**Given text**
——

Roadmap To The Creator

Dr. Michael LaitmanQuestion: How can I relate to the Creator if He is the property of bestowal?

Answer: Really, what is “the property” anyway? Is it a physical force? Can I really love or hate gravity? For example, I can like it on the condition that it does something good to me. But that doesn’t mean that I love or hate it. I realize that it’s something inanimate and therefore I relate to it according to my feeling, according to the benefits I get from it.

I enjoy the sun. But, do I really “love” it? How can we love the sun compared to loving a plant, an animal or a person?

So, how do I relate to the Creator? First of all, it is said about Him: “I HaVaYaH change not.” The upper Light is in absolute rest; it is “Good that does good to both the good and the bad”; the Creator treats us with absolute love.

On the other hand, the Creator is called the Great, the Terrible, and so on and so forth. All evil comes from Him; all the good originates from Him. Everything is so contradictory that I get confused.

If something is unchanging, it’s bad. Why do they tell us that the Creator doesn’t change?

Baal HaSulam explains in his letter number two, that if a father relates to his son with absolute love, it makes the son hate him instead of love. After all, if there is no reaction whatsoever on the father’s behalf, the son sees that it doesn’t matter how he treats his father; in any case, his father responds to him with absolute love. It prevents the son from developing love, and it does not allow him to change, see the connection and stay in contact. It’s as if he is facing an inanimate object. Plants have a certain level of reaction, animals respond even more strongly, not to mention the human being. Then, positive and negative reactions penetrate in each other and create a new liaison, a mutual inclusion.

——

**Provided records**
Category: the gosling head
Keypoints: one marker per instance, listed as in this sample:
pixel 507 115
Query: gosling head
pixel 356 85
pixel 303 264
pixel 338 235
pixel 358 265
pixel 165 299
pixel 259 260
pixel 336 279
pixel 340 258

——

**Required actions**
**a.** Answer these about the passage on relating to the Creator, one line each:
(i) Which physical force does the answer ask whether one can love or hate?
(ii) Which of Baal HaSulam's letters is cited?
(iii) According to that letter, what does a father's absolute love make the son feel toward him?
**b.** Carry the passage on relating to the Creator forward from its final sentence.
The lines are separate material from the passage about relating to the Creator.

**Answers in order**
**a.**
(i) Gravity
(ii) His letter number two
(iii) Hate instead of love

**b.**
But if the Creator doesn’t change, and at the same time He is so kind and loving, then what can I feel for Him? There is no way I can take Him into consideration. And yet, if I cannot consider Him, then I leave Him out of the picture, as if He doesn’t exist at all. Why would I consider someone who never changes?

It’s a very deep notion that was explored not only by Kabbalists. However, Kabbalists strove to demonstrate that at all times the Creator is “Come and See”; so I reveal Him. I cannot reveal Him Himself, His essence, but only His form that is dressed into matter. That’s why when we attain Him in His full entirety, we reveal His ultimate and perfect shape and really see Him as the Absolute, the Perfect, the Eternal, the Good that does good.

In all other states, we regard evil or good that come from Him depending on the level of our own corruptness, as it is said: “Everybody judges according to his own flaws,” and then, we have the opportunity to relate to Him to the degree of our own deficiencies and corrections, and thus see Him as good or bad.

And yet, we have to believe what the great Kabbalists who revealed Him in His true form, say, that He is absolutely good and bestowing.

So we have to relate it to our desires (Kelim): At this moment, we see the Creator to the extent of the correctness or corruptness of our desires, but when we attain Him at the end of the ladder we will reveal Him as the Good that does good.

Then all contradictions will be gone; we will get a “roadmap of advancement” which is scaled to our attitude to the Creator. It allows us to see how we change and accordingly how the Creator changes in our eyes.

We express gratitude to the Creator for giving us the ladder of concealment; with its help we can attain connection with Him. Otherwise, we won’t be able to connect with perfection.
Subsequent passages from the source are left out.